> **Given problem**
Continue the sermon on Psalm 131 from the point where it stops, keeping its voice and carrying its line of thought forward.
--- Excerpt ---
A Song of Trust
Psalm 131
St. John’s United Church of Christ
Greeley, Colorado
Juvenal Cervantes, Pastor
May 15, 2022
We are engaging for a few weeks a few songs that are labeled Psalms of ascent. Psalm 120-134 these 15 psalms are a collection of songs that ancient Israelites would have sung as they made their way to Jerusalem at annual feasts, three times a year they would make their journey up there as pilgrims to Jerusalem and these are songs that they sang along the road.
Jesus himself would sing these songs as he made his way to Jerusalem with his family. The songs of the pilgrims and as it turns out, you and I are in a pilgrimage of our own, it’s called life. That metaphor is used in a number of times in Scripture that we are on this journey, this pilgrimage toward God that is our lives, so it is possible, these songs could be helpful for us to sing as well, for us to know the tunes and to know the lyrics and to know the message that they have to say to us about how we successfully make ourselves together toward our God in this journey.
One of the things that is certainly true about our journey is that we make our journey through a very noisy, noisy, world.
It is filled with freeways and jet ways, jet planes music blurting in restaurants, droning news on TV and the constant hum of crowds. It seems like constantly; our lives are filled with noise.
Even for folks who live out in the country, eighteen wheelers make their way grinding their gears, revving their engines in their way to the oilfields and they interrupt the quiet of that area. I see and hear this as I drive to Wiggins. In some places there are motocross parks and on weekends it can sound like a chainsaw convention.
--- Raw records ---
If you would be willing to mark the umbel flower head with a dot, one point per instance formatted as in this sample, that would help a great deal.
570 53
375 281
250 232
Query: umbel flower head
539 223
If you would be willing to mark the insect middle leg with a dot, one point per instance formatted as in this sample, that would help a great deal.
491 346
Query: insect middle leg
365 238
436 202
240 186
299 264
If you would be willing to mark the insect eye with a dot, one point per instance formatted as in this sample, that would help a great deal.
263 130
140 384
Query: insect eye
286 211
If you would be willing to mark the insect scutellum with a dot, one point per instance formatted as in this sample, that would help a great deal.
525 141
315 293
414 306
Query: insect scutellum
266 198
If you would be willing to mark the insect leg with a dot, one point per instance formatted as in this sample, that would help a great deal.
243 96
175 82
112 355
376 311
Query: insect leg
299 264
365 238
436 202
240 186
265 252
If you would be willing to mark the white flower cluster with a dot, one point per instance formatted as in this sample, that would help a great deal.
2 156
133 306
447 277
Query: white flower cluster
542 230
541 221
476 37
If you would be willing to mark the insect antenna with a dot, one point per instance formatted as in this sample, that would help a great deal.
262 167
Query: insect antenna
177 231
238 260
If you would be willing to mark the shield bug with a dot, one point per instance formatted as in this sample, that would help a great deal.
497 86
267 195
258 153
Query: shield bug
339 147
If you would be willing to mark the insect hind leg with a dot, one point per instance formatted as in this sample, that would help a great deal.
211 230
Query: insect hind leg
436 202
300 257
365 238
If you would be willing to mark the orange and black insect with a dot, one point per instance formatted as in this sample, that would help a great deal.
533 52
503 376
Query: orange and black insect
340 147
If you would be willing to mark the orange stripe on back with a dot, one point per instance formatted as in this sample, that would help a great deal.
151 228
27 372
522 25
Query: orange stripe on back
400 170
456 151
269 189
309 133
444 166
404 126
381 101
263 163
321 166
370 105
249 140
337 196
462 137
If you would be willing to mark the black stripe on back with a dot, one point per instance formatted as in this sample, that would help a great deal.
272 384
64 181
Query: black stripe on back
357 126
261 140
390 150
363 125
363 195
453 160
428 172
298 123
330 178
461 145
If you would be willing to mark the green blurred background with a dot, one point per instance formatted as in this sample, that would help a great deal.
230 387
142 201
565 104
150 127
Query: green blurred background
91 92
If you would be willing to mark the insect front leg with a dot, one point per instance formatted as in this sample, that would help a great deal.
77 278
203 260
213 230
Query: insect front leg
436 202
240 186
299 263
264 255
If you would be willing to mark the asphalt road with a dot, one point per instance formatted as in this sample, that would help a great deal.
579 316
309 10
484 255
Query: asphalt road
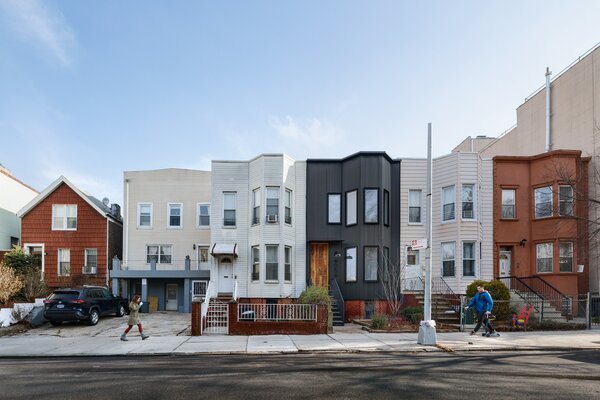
548 375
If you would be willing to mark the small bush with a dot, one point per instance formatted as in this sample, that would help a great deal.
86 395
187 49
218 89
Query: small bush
315 295
379 321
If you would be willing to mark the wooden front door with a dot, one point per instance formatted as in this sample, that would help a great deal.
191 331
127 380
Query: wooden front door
319 264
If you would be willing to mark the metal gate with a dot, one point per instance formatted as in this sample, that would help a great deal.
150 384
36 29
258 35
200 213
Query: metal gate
217 318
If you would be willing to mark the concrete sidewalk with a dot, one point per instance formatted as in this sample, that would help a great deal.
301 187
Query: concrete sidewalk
355 341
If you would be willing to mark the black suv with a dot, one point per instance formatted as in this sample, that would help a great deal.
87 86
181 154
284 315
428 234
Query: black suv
87 303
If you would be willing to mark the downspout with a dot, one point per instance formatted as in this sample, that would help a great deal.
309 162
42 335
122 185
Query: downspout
548 133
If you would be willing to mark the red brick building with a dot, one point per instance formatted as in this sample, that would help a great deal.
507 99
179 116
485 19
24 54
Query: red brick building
74 235
540 219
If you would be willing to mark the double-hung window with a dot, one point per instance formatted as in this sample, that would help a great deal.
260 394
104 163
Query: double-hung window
229 208
414 206
448 259
468 259
543 202
334 208
64 262
175 211
272 204
508 204
448 205
287 203
256 206
351 264
544 257
272 263
371 263
255 263
468 209
566 256
64 217
351 198
565 200
371 206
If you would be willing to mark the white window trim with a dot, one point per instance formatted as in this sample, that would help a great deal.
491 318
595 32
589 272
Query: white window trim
65 224
139 206
198 226
169 226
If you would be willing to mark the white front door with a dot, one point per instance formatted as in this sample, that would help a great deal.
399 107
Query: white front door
225 275
505 260
171 297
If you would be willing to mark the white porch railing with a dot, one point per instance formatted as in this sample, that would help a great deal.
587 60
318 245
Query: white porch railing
277 312
210 292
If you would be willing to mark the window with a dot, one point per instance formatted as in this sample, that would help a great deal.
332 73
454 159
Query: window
272 263
272 204
91 261
256 206
203 215
351 264
229 199
468 259
255 263
287 272
508 203
448 259
566 257
64 262
64 217
544 257
175 211
371 206
543 202
412 257
448 203
414 206
565 200
386 208
467 202
144 215
351 207
287 202
334 208
161 254
371 263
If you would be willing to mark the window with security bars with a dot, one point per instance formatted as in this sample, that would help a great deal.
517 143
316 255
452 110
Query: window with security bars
448 203
448 259
468 210
543 202
566 257
565 200
414 206
508 203
544 257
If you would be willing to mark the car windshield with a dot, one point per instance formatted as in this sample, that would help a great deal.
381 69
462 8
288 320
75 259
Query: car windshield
64 296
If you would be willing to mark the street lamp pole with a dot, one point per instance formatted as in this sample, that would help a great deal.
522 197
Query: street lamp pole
427 333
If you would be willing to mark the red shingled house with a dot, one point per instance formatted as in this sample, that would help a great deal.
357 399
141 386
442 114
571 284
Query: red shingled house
74 235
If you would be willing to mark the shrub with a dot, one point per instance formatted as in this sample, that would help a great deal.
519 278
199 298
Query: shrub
315 295
500 294
379 321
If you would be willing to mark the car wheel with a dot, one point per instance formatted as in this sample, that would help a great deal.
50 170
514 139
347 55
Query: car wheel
94 317
120 310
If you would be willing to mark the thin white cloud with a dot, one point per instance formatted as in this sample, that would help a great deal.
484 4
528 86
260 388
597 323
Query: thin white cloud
34 21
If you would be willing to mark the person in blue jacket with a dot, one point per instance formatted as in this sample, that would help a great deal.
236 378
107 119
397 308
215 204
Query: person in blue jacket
483 303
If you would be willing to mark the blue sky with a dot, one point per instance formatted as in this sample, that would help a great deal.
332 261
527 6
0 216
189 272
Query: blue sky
89 89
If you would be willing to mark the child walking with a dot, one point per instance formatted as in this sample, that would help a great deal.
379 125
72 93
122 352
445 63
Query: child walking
134 318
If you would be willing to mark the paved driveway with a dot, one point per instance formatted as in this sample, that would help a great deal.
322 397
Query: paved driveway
155 324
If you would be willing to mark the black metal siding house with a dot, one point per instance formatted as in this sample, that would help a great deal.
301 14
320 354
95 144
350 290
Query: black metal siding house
---
> **Output for this task**
Sylvia is learning how to drive- her mother takes her on a driving lesson as she has opportunity. A couple of days ago, Sylvia arrived from her lesson and sat quietly in the living room. Lanetta asked, “What’s wrong?” Sylvia: “I was honked, not for a moment for about five seconds. The man was angry that I was driving too slow!” I was eavesdropping and suggested, “Perhaps you may want to turn on the emergency lights as you’re driving.” Wrong response, this was no consolation to Sylvia.
Quaker faith theologian Richard Foster suggested that there are three of the biggest enemies of life with God, “Three of the devils,” he said are “Noise, hurry, and crowds” and I think he’s right on all three counts. I know that noise can certainly do it. But you know, not all the noise that distract us is external.
A good amount of noise takes place right between the ears, in takes place in our heads, it’s a racket that we deal with as we journey and it arises from within. Things like deadlines and commitments and activities and schedules make as much noise as a shouting crowd sometimes in our heads.
Our fears, our uncertainties, the things that we’re insecure about, our guilt, our self-doubt, they clamor in our heads like a rock concert sometimes and drown out everything else that God may want to speak to us.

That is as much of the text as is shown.